***** Okuma parçası *****

CHP Hatay Milletvekili adayları tanıtım toplantısı Bu kez İskenderun da yapıldı.
Tanıtım toplantısına Serkan Topal, Riyat Kırmızıoğlu, Suzan Şahin ve İsmet Tokdemir, katıldı.
Kalabalık ve coşkulu bir partili topluluğun katıldığı toplantı öncesi halay çekildi
.
Toplantıda ilk sözü alan 5.sıra adayı Dr. Kırmızıoğlu yaptığı konuşmada, “Bizi birbirimizi düşürenler, yarınlarımızı karartanlar, hazinemizi boşaltanlardan hesap sormak için bir gün eksiltin az kaldı. Herkesten bir şey istiyorum, iki tane çıkış noktası var, kamyonun frenini boşalttılar, kamyon yokuş aşağı gidiyor Toroslar’dan. Bu rampaları elleriyle yaptılar. Onlar buna kaçış rampası diyorlar, buz onlara kurtuluş rampası diyoruz. Bir tanesi Muharrem İnce’yi Cumhurbaşkanı yapmaya var mısınız? İkinci kurtuluş noktası olmazsa birinci kurtuluş noktası işe yaramaz. Millet ittifakını iktidara getirmek için 301’nci milletvekili için oy atacaksınız. 25 Haziran sabahı şafak var şafak. Sen-ben yok biz varız. “ dedi.
Toplantıda söz alan CHP Hatay Milletvekili4.sıra Adayı İsmet Tokdemir de yaptığı konuşmada, Ova’da CHP’nin oyunu arttırmak için geceli gündüzlü çalıştığını ve başaracaklarına inandığını söyledi. Türkiye’nin bir yangın yerine döndüğünü konuşmasında dile getiren Tokdemir, bu seçimde Hatay’ın çok önemli olduğunun farkında olduğuna vurgu yaptı. 25 Haziran seçimlerinin diğer seçimlerden farklı olduğunu belirten Tokdemir, herkese bol oksijenli günler dileyerek mesaj verdi.
.Türkiye’nin kritik bir süreçten ve hayati bir dönemden geçtiğini belirten CHP 2 sıra adayı Avukat Suzan Şahin, 25 Haziran seçimlerinin bir kurtuluş ve kuruluş mücadelesi olduğunu söyledi. Bu mücadelede isimlerin pek bir kıymetinin olmadığını belirten Şahin, CHP’nin ruhunu taşıyan her CHP’linin insanlara, kişilere önem vermediğini, davalarına baktığına vurgu yaptı.

***** Sağlanan malzeme *****

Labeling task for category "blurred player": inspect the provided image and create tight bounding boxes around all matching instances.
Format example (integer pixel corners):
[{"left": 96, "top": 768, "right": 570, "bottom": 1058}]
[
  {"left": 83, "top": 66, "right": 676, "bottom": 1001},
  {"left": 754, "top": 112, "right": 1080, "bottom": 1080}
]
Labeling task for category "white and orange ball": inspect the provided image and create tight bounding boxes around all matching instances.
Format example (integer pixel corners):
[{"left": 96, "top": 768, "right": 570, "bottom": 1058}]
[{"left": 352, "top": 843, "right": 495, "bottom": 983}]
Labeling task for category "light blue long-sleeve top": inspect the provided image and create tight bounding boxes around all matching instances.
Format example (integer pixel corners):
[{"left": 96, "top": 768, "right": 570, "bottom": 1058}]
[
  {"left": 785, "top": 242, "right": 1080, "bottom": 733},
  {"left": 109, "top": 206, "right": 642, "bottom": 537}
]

*****

* Yapılacaklar:
- A) İskenderun'daki tanıtım toplantısını anlatan okuma parçasına göre aşağıdaki soruları cevaplayın.
(i) Toplantı öncesinde ne yapıldı?
(ii) Toplantıda ilk sözü alan aday kimdi ve kaçıncı sıra adayıydı?
(iii) Suzan Şahin'in mesleği nedir ve 25 Haziran seçimlerini nasıl nitelendirdi?
- B) Lütfen okuma parçasındaki şu cümleyi İngilizceye çevirin: "Türkiye’nin bir yangın yerine döndüğünü konuşmasında dile getiren Tokdemir, bu seçimde Hatay’ın çok önemli olduğunun farkında olduğuna vurgu yaptı."

* Alıştırma cevapları:
- A)
(i) Halay çekildi.
(ii) İlk sözü 5. sıra adayı Dr. Riyat Kırmızıoğlu aldı.
(iii) Suzan Şahin avukattır ve 25 Haziran seçimlerini bir kurtuluş ve kuruluş mücadelesi olarak nitelendirdi.

- B) Stating in the speech that Turkey had turned into a scene of ruin, Tokdemir stressed being aware that Hatay is very important in this election.